Author: jamaapoa
•Monday, April 21, 2008
Last year, Kenya parliament passed five critical labour laws which were assented into law by President Kibaki a few weeks before the 2007 elections. The laws came into effect March 1st 2008. These were: Labour Institutions Act, Labour Relations Act, Occupational Health Act, Work Injury Benefits Act and the Employment Act.

The Employment Act entitles Kenya women workers three months paid maternity leave in addition to the 21 annual leave. Employers will not make their employees forfeit the annual leave after taking a maternity leave. That gives the Kenya mother four months in a year.

The interesting bit is that the Act also gives the Kenya father a 10-day paternity leave to look after the recovering mother and the new birth. This is interesting because, first, jamaapoa is no longer a bachelor. It is in his aspirations and ambitions to perpetuate the human race in years to come. Jean said two descendants are more than enough while i felt four is a good contingency and represented a good genetic pool to survive vision 2030. Well, that is still a dream but I can see a light at the end of the tunnel.

§ **Instructions**
1 - List the five labor laws that the blog post on Kenya's labor laws names.
2 - Using the blog post on Kenya's labor laws, say whether each statement agrees with it: (a) the laws came into effect in March 2008; (b) the Employment Act grants fathers two weeks of paternity leave; (c) Jean considered two children enough. Answer yes or no for each and quote the deciding words.
3 - Write the next part of the blog post on Kenya's labor laws, starting right after its final sentence.
The entries after this post come from a different source and are unrelated to it.

§ **Given data**

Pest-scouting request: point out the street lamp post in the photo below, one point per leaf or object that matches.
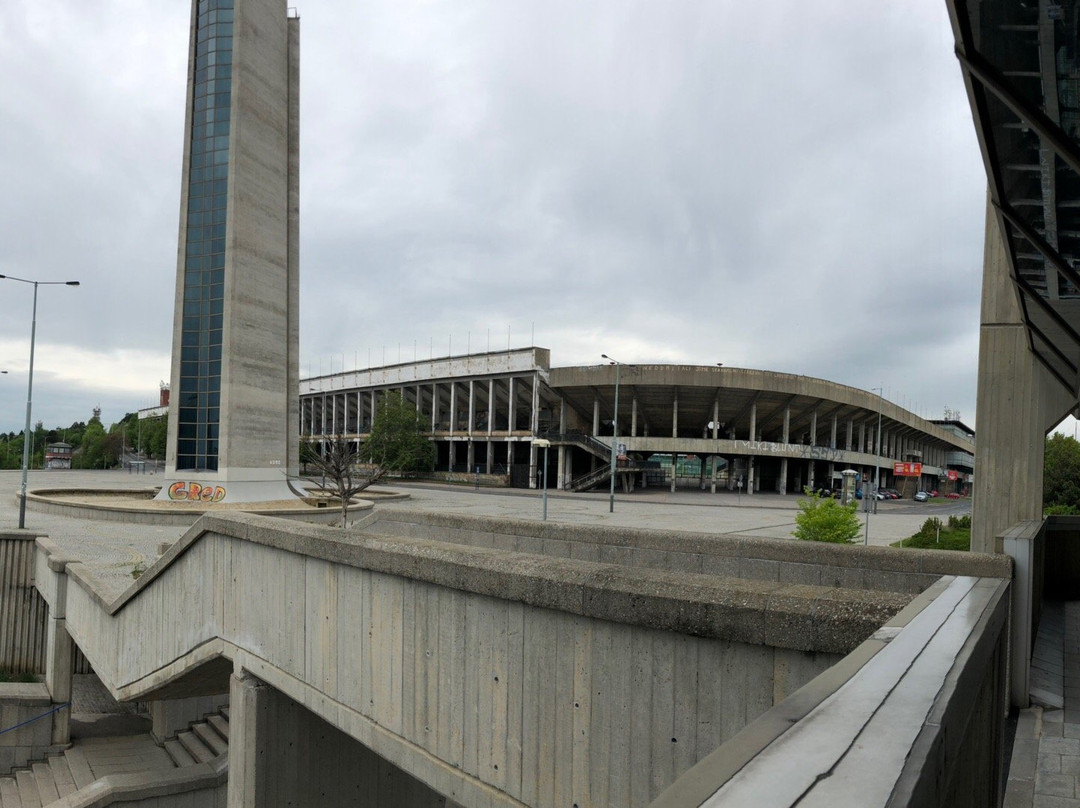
(29, 386)
(877, 468)
(543, 443)
(615, 428)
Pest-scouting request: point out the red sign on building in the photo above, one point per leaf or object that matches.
(907, 470)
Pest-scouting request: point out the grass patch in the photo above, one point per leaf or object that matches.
(937, 535)
(8, 676)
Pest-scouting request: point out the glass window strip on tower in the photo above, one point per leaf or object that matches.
(200, 393)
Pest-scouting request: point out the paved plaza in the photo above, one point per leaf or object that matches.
(113, 549)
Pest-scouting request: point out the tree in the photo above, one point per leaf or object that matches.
(397, 441)
(395, 444)
(826, 520)
(334, 463)
(1061, 473)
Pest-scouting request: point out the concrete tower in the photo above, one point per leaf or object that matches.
(233, 415)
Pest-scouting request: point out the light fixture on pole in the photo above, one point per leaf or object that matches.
(543, 443)
(29, 386)
(615, 429)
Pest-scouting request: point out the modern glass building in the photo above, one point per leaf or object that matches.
(233, 414)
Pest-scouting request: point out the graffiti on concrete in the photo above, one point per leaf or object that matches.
(196, 493)
(790, 449)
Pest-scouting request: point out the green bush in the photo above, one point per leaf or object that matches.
(1060, 510)
(931, 528)
(826, 520)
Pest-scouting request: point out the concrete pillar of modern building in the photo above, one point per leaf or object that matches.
(248, 707)
(1017, 401)
(472, 405)
(511, 407)
(58, 651)
(454, 407)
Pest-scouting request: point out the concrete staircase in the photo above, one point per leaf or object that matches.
(88, 761)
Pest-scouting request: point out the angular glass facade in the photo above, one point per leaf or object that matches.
(200, 393)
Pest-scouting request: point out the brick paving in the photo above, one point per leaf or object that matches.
(1044, 770)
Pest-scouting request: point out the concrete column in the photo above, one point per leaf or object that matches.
(58, 651)
(535, 417)
(454, 407)
(1016, 402)
(472, 406)
(248, 707)
(511, 407)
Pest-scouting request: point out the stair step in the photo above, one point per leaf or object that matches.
(27, 789)
(62, 775)
(196, 746)
(208, 736)
(220, 724)
(9, 793)
(80, 768)
(179, 754)
(46, 786)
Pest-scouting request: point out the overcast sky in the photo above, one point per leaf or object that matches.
(785, 186)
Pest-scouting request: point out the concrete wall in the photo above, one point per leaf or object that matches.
(887, 569)
(18, 703)
(23, 613)
(915, 716)
(302, 761)
(488, 675)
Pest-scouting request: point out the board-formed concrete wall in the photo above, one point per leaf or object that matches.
(491, 676)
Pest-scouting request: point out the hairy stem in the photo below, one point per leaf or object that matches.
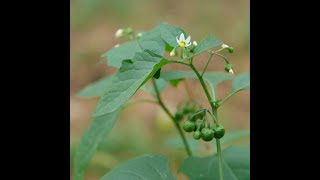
(204, 70)
(177, 125)
(214, 111)
(219, 158)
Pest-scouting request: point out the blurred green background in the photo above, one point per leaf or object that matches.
(144, 128)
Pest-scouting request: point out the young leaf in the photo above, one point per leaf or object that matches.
(178, 144)
(157, 74)
(152, 40)
(132, 75)
(241, 82)
(212, 78)
(161, 83)
(143, 167)
(90, 141)
(128, 50)
(96, 88)
(236, 165)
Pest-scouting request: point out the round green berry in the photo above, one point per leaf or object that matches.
(179, 116)
(207, 134)
(197, 135)
(218, 131)
(227, 67)
(188, 126)
(200, 115)
(200, 123)
(230, 49)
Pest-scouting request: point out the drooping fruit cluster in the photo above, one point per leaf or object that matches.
(196, 124)
(187, 109)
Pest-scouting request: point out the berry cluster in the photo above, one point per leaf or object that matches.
(196, 123)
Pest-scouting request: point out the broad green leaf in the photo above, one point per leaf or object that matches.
(241, 82)
(142, 168)
(175, 82)
(236, 165)
(151, 40)
(90, 141)
(131, 76)
(128, 50)
(178, 144)
(212, 78)
(96, 88)
(207, 43)
(148, 87)
(233, 136)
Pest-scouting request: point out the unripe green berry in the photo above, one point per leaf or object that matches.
(207, 134)
(227, 67)
(197, 135)
(218, 131)
(179, 116)
(200, 123)
(188, 126)
(187, 110)
(230, 49)
(200, 115)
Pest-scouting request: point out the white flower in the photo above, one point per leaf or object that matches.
(172, 53)
(224, 46)
(183, 42)
(139, 35)
(195, 43)
(119, 33)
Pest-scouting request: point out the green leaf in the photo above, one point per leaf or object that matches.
(207, 43)
(128, 50)
(241, 82)
(144, 167)
(236, 165)
(157, 74)
(132, 75)
(178, 144)
(161, 83)
(175, 82)
(96, 88)
(233, 136)
(212, 78)
(90, 141)
(151, 40)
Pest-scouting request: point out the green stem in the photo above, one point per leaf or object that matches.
(178, 62)
(225, 58)
(139, 101)
(204, 70)
(214, 111)
(226, 98)
(177, 125)
(219, 158)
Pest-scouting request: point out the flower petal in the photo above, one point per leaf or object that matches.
(182, 37)
(178, 41)
(188, 39)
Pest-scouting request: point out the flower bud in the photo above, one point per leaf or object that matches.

§ **Written responses**
1 - Labour Institutions Act, Labour Relations Act, Occupational Health Act, Work Injury Benefits Act, Employment Act

2 -
(a) Yes: "The laws came into effect March 1st 2008."
(b) No: "a 10-day paternity leave"
(c) Yes: "Jean said two descendants are more than enough"

3 -
Secondly, Iam not sure that the 10-Day is a celebration for the Kenyan man. Several Kenyan men prefer to be out of the house around that time. As if the delivery room demands are not enough, Francis Atwoli, the COTU boss wants the Kenya man to go through the motions of a yoyoing neck, throbbing head and kneecap-less feet of his offspring. However, it is a good opportunity for the Kenyan father to get an early bond with his children, be there for his love during those trying times and appreciate the challenge of motherhood. I hope it will not be another moment with the boys.



Author: jamaapoa
•Wednesday, April 16, 2008
This is my 100th post almost 2 years since I launched the blog. A milestone, I guess. As I flashback I can see I did not live up to be an avid poster and my blogosphere network is negligible if not inexistent. It could be by design, not accidental. After all, isn't everything predestined.

Unfortunately things are not right in Kenya right now.

My worst nightmare, the Mungiki, has come home to roost. They are more sophisticated and are getting more ruthless by the day. The government machinery looks overwhelmed, leaving ordinary citizens, especially in Nairobi and surrounding areas, wondering where to run for help. It looks like of late whenever a section of the society is disgruntled by the ruling class, they result to destructive mass action that grinds the country to a halt so that the government can give them audience.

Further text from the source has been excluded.